**Task requirements:**
Write out each record exactly as given, but do not include the pictures.

**Dataset content:**
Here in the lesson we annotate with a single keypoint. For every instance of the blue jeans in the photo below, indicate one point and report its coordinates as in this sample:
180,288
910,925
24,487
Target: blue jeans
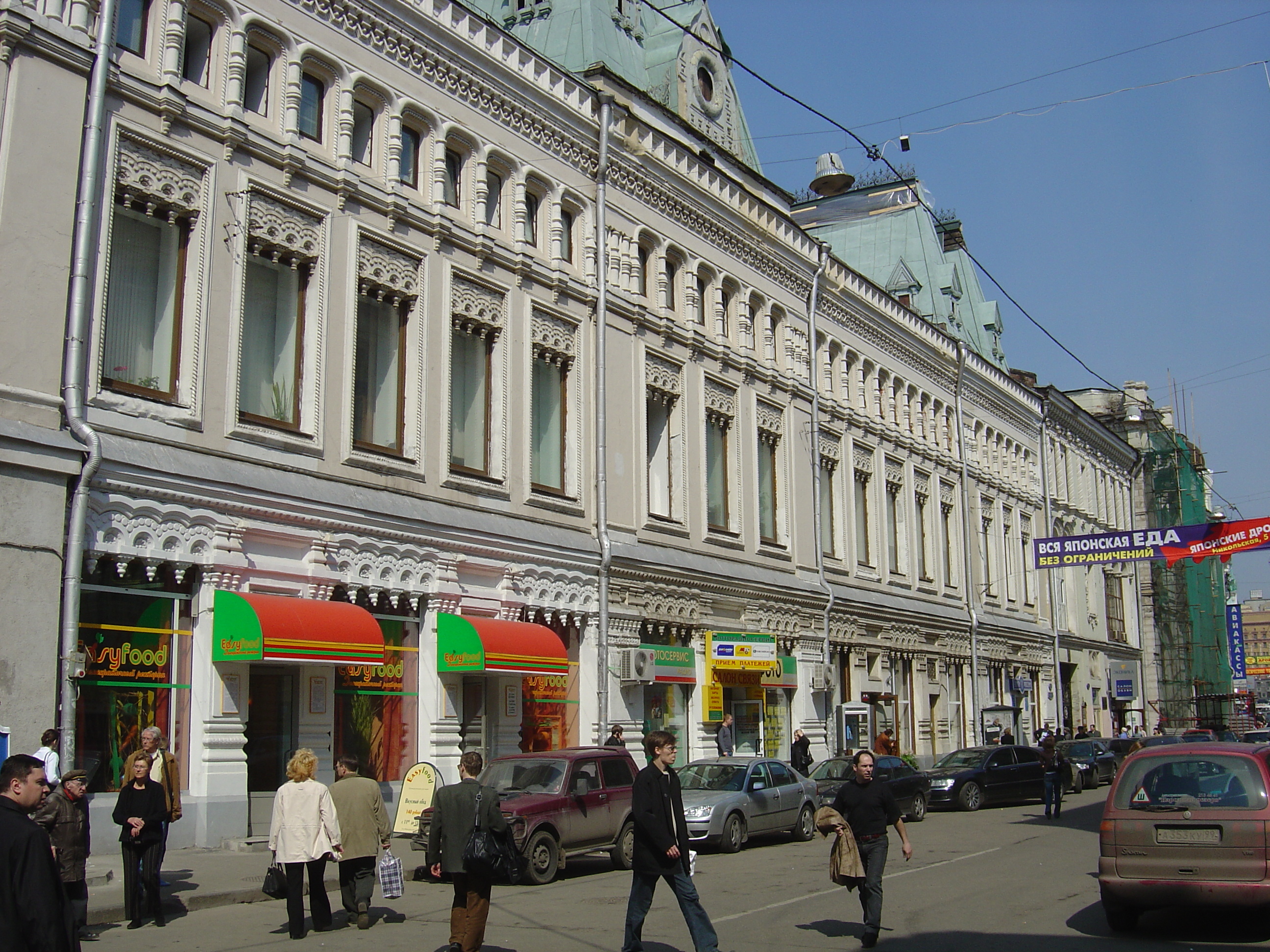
1054,792
873,855
704,937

**Exercise answer:**
Here in the lesson we annotate with a single keypoint. For every instance of the blue jeans in the photo below, indicate one point and report its coordinates as in this sample:
180,288
910,925
24,487
Target: blue jeans
1054,792
873,855
704,937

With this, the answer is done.